Exercise requirements:
Search the entries for the word "draw" and return every line where it is found.

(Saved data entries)
╭──

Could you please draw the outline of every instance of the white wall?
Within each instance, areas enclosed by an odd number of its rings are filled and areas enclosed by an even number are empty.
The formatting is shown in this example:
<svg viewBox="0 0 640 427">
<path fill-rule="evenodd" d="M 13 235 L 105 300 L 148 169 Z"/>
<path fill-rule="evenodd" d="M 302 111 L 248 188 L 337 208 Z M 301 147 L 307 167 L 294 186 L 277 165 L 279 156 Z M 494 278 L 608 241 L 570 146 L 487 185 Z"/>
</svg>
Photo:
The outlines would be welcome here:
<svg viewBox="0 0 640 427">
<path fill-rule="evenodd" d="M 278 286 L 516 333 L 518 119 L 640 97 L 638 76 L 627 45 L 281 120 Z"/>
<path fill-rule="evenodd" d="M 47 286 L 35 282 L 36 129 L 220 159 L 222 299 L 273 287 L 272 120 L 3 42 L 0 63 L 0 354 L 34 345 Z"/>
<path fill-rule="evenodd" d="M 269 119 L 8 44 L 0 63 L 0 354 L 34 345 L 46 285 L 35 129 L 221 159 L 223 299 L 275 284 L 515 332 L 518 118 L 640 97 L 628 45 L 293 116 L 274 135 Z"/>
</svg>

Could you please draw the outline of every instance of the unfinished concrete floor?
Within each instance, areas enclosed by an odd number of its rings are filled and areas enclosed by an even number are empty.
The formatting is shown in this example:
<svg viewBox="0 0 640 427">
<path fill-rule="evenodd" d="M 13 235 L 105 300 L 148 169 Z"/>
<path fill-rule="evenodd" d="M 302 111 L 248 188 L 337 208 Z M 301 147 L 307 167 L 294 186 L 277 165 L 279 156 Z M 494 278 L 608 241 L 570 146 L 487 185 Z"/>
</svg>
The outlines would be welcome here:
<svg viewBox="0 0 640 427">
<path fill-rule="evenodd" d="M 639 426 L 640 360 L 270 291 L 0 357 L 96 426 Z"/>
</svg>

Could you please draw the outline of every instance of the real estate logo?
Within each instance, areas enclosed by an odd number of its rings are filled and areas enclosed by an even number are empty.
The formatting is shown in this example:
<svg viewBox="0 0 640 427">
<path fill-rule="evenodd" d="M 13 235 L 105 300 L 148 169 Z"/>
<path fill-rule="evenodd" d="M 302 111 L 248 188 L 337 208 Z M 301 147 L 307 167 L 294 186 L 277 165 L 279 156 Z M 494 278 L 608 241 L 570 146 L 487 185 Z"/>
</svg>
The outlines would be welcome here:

╰──

Written solution:
Could you please draw the outline of every instance of the white wall?
Could you please draw the outline of every instance of the unfinished concrete floor?
Could you please draw the outline of every instance of the real estate logo?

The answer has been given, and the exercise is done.